━━ Dataset extract ━━

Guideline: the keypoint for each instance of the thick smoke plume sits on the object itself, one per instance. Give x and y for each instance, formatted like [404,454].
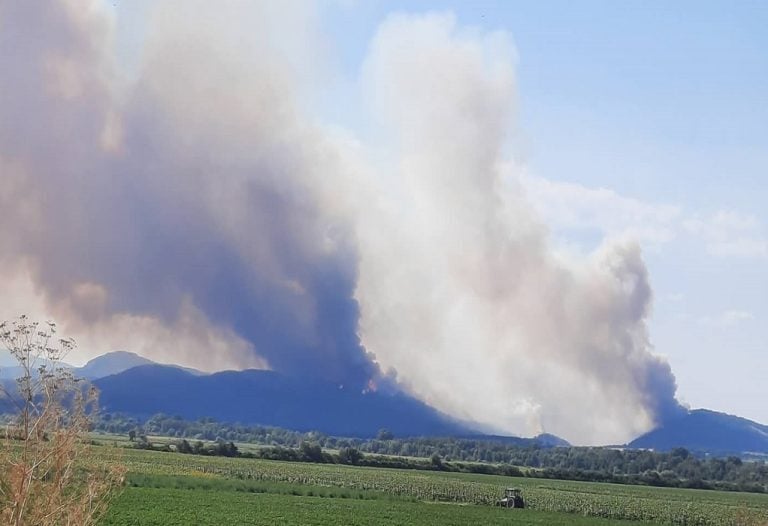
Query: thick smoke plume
[196,214]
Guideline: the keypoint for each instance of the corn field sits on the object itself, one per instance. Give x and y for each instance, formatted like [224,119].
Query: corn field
[655,505]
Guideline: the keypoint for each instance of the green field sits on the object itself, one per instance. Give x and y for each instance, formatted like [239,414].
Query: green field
[168,487]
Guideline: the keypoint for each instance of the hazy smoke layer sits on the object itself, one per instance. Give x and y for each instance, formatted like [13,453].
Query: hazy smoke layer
[195,213]
[463,296]
[199,196]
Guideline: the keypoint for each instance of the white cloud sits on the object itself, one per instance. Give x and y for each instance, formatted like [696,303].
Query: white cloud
[572,208]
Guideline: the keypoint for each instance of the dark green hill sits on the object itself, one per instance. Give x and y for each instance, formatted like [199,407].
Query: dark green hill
[710,431]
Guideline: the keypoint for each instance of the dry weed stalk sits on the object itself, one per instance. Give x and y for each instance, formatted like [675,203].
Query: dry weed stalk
[47,475]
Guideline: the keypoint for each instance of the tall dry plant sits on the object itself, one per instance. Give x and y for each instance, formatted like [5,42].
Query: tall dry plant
[48,475]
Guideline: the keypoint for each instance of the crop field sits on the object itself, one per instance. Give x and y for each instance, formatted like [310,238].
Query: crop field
[262,488]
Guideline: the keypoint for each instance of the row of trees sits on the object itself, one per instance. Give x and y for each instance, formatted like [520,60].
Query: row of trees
[678,467]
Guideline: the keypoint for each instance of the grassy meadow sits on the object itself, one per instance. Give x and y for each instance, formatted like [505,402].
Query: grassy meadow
[170,488]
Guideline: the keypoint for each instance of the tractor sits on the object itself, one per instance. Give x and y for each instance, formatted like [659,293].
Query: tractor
[513,498]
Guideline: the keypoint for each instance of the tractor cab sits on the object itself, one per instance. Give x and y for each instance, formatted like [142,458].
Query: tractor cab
[513,498]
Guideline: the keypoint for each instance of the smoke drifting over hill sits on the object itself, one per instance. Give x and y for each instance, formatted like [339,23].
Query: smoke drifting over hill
[197,213]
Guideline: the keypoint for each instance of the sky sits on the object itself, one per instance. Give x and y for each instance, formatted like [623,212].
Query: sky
[647,118]
[511,210]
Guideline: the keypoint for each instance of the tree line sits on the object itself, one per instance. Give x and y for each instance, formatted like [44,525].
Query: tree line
[676,468]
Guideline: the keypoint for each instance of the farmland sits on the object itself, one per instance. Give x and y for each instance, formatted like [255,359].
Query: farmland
[258,491]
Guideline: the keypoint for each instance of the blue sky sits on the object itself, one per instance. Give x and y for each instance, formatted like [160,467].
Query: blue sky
[665,104]
[299,185]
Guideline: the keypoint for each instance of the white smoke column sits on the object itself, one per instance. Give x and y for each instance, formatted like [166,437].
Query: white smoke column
[189,215]
[459,289]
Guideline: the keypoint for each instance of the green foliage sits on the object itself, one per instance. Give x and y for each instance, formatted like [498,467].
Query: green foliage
[678,468]
[661,505]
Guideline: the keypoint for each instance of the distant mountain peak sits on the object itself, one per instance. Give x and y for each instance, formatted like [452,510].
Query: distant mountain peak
[116,362]
[707,430]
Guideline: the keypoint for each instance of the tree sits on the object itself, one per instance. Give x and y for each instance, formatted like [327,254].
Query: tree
[47,476]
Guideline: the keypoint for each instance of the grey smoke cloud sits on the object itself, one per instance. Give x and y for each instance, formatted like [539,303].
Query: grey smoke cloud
[465,297]
[199,208]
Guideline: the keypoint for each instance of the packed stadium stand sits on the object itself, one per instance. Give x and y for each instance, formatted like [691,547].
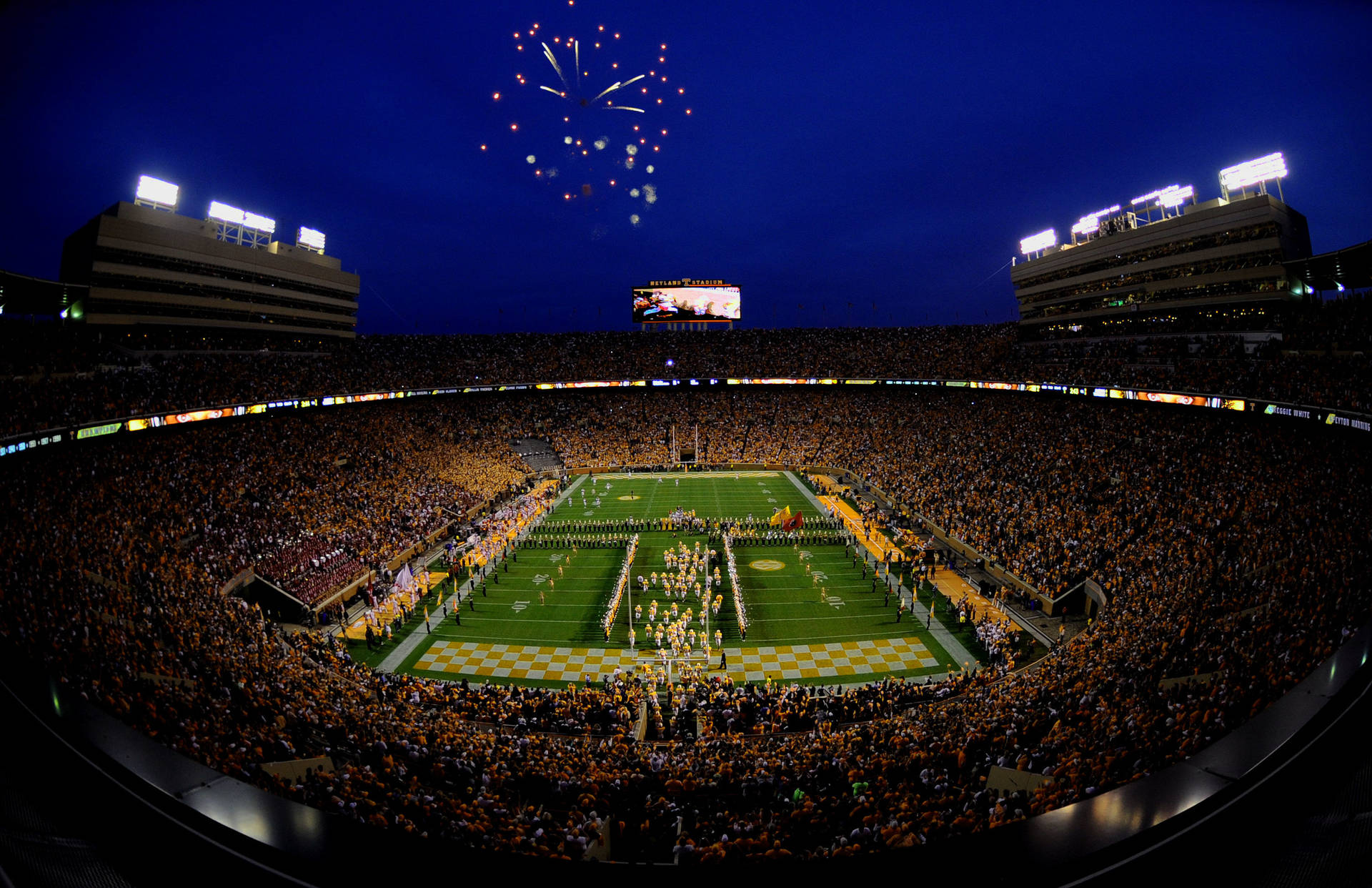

━━━

What you will do:
Pick out every line in the items above that contains the word "distant".

Complete answer:
Guideline: the keypoint for each instance of the distant mountain peak sits on the object itself, one per instance. Give x and y for each instance, formatted like [452,510].
Query: distant mountain peak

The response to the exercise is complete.